Task to carry out:
Take the line with "mountain range, which" as the first line and the last line of the data as the final one. Write out those lines exactly, and no others.

Information provided:
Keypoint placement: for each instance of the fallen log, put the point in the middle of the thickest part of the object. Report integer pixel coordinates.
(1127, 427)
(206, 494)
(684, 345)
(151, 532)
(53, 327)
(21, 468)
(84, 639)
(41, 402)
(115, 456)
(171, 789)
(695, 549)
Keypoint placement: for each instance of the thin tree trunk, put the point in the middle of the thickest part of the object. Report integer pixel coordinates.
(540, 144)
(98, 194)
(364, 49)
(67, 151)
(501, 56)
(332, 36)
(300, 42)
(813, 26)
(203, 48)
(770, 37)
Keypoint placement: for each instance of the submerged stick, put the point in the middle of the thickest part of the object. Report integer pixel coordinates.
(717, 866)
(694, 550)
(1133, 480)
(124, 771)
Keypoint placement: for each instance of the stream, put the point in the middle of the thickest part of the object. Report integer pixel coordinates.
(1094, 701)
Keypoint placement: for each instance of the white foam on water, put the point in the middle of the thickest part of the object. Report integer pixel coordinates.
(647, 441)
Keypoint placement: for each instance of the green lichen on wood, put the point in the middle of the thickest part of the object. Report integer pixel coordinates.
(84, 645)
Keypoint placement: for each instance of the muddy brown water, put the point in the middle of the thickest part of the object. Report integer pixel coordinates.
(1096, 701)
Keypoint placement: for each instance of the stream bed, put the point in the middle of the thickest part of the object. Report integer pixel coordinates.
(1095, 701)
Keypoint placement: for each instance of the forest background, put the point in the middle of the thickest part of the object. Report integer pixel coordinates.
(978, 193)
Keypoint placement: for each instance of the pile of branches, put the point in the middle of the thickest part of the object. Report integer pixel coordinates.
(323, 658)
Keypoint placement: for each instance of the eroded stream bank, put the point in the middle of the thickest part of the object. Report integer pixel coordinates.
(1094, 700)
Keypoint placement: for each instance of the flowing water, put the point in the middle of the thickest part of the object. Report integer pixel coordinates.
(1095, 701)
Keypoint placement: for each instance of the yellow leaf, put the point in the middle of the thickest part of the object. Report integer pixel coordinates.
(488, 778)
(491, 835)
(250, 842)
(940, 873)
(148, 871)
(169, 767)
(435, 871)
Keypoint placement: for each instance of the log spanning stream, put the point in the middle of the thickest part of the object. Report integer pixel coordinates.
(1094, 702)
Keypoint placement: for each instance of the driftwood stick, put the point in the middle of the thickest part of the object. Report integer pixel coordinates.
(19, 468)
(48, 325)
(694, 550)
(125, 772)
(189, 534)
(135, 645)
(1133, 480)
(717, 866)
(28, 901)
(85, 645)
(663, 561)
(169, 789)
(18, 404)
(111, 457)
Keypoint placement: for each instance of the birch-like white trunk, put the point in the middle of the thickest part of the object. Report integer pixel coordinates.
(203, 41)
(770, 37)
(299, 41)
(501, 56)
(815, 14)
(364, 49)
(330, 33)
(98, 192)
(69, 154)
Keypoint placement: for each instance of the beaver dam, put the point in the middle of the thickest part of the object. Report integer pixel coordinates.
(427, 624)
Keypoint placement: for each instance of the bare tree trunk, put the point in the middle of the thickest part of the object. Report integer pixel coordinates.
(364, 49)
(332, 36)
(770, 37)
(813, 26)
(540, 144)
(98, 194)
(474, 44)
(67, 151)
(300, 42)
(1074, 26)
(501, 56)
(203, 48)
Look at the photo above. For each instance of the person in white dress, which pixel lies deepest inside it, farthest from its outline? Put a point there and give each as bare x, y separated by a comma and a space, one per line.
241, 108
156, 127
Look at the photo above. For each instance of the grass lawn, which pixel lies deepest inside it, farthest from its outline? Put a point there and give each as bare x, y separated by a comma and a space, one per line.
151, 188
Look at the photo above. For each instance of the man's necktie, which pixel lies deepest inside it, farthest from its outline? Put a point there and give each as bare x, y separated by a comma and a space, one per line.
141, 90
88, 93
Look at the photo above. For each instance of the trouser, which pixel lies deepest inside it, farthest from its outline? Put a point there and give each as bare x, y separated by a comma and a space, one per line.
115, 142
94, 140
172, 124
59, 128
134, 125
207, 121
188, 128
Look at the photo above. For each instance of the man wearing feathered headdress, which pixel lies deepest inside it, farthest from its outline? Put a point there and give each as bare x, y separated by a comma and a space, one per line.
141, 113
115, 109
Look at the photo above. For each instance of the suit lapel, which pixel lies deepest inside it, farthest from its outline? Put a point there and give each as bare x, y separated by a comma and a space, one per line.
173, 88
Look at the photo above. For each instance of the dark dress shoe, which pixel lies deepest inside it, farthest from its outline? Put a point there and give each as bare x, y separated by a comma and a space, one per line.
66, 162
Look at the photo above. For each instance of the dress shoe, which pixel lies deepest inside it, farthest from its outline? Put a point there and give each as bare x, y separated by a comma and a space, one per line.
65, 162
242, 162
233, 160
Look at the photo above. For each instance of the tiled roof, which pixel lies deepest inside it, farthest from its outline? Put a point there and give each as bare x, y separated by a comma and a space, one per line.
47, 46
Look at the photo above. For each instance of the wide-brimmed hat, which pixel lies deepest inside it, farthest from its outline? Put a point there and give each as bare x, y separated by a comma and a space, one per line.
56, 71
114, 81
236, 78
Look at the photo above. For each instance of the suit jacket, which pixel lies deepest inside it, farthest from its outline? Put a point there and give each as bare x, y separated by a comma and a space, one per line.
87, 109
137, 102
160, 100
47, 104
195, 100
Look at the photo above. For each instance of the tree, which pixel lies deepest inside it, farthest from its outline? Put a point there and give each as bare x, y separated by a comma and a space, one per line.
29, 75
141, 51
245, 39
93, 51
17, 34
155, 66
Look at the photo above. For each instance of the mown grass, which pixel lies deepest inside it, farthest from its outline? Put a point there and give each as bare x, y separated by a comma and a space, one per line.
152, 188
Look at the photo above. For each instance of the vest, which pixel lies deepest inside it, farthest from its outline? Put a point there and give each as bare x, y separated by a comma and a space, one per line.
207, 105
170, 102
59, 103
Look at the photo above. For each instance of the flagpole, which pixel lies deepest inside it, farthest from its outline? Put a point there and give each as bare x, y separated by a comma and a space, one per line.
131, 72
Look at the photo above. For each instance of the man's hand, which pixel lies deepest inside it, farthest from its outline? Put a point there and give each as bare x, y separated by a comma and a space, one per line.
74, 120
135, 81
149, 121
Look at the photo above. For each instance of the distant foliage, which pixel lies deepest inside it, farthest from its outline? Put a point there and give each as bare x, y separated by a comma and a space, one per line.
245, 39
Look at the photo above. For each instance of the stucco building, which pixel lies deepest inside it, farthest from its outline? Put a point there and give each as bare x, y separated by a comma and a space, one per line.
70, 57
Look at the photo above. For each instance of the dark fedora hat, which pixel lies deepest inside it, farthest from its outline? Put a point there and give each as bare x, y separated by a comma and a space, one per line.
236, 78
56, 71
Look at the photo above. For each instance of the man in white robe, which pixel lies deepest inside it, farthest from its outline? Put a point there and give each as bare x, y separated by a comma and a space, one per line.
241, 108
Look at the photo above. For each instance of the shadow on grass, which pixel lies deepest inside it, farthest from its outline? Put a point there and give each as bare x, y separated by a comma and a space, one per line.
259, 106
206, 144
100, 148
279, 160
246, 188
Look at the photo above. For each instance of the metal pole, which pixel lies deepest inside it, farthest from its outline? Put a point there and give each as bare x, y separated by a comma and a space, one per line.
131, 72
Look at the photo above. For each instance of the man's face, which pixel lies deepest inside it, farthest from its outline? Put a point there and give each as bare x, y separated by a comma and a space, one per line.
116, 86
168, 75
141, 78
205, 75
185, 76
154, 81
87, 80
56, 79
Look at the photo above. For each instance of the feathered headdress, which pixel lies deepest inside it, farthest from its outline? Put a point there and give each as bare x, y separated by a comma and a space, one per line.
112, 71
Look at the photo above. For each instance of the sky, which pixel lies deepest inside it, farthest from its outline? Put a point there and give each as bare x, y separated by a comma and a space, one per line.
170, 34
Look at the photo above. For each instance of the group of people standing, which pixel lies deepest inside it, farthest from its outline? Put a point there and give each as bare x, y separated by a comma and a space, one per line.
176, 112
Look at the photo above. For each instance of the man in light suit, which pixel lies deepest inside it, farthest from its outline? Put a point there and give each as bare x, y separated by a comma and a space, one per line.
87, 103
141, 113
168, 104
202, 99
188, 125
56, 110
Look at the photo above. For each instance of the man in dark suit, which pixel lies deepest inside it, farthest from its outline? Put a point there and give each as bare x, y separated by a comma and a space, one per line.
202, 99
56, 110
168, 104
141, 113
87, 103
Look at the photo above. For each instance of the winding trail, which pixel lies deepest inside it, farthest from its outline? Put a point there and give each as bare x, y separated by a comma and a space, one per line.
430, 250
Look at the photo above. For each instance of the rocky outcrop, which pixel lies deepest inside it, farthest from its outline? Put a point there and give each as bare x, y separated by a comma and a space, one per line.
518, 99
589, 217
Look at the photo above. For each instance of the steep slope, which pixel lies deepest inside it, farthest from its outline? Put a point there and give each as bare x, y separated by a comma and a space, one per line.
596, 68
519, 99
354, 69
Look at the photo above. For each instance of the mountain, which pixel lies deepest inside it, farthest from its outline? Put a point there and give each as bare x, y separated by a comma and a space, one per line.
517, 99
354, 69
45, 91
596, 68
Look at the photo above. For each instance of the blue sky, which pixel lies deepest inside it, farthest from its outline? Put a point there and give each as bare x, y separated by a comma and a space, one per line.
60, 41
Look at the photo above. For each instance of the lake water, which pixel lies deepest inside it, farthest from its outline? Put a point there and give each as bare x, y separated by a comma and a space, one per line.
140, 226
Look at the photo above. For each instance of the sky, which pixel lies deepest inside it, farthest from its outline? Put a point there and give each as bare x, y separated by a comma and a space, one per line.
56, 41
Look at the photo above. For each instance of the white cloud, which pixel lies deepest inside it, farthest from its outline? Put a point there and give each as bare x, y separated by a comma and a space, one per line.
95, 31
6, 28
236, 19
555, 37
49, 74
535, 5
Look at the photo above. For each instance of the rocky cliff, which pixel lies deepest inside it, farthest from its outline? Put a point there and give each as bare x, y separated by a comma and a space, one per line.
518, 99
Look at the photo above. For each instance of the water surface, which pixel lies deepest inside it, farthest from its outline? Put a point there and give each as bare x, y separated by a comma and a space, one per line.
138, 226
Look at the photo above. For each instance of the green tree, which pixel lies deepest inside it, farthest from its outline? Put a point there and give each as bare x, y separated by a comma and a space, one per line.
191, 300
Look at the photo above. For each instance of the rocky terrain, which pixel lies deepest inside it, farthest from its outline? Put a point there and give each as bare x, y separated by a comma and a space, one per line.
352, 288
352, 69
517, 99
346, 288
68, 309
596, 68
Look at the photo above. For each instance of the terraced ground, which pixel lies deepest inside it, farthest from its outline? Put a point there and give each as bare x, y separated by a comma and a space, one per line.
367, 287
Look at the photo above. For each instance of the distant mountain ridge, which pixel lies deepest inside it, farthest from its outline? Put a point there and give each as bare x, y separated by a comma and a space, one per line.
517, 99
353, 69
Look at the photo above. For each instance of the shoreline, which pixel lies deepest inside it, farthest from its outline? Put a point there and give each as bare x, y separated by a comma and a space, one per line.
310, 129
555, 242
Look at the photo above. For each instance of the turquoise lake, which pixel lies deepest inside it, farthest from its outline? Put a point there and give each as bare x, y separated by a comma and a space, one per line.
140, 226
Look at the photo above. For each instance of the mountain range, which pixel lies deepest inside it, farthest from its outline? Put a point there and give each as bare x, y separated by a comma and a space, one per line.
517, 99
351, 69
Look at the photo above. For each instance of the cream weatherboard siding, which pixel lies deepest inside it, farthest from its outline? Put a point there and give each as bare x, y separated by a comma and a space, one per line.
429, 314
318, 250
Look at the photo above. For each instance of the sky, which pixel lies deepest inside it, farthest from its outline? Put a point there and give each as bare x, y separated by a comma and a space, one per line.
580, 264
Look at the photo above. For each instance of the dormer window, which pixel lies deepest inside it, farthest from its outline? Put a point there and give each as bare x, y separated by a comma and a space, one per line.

Expected answer:
Look at the photo above. For each instance of the mountain range, which pixel lies deepest inside it, farthest from its outline? Put a point there and give each as bare x, y separated by a comma and a space, one per line.
517, 99
351, 69
Look at the photo above. For each instance of the cream weatherboard siding, which pixel lies deepest inside it, farthest from its outline? Put a point there and give each as bare x, y separated by a comma and a space, one per line.
429, 314
318, 250
Look at the photo above. For each instance of the sky, which pixel lies deepest inside it, farthest from its outline? Put a point there and give each as bare x, y separated by a comma and a space, one per line.
580, 264
Look at the photo above. For each instance of the dormer window, which pixel lies deepest inside it, farthest from its outline? Put a point there and give each as bare x, y separated by a comma and a space, one per line.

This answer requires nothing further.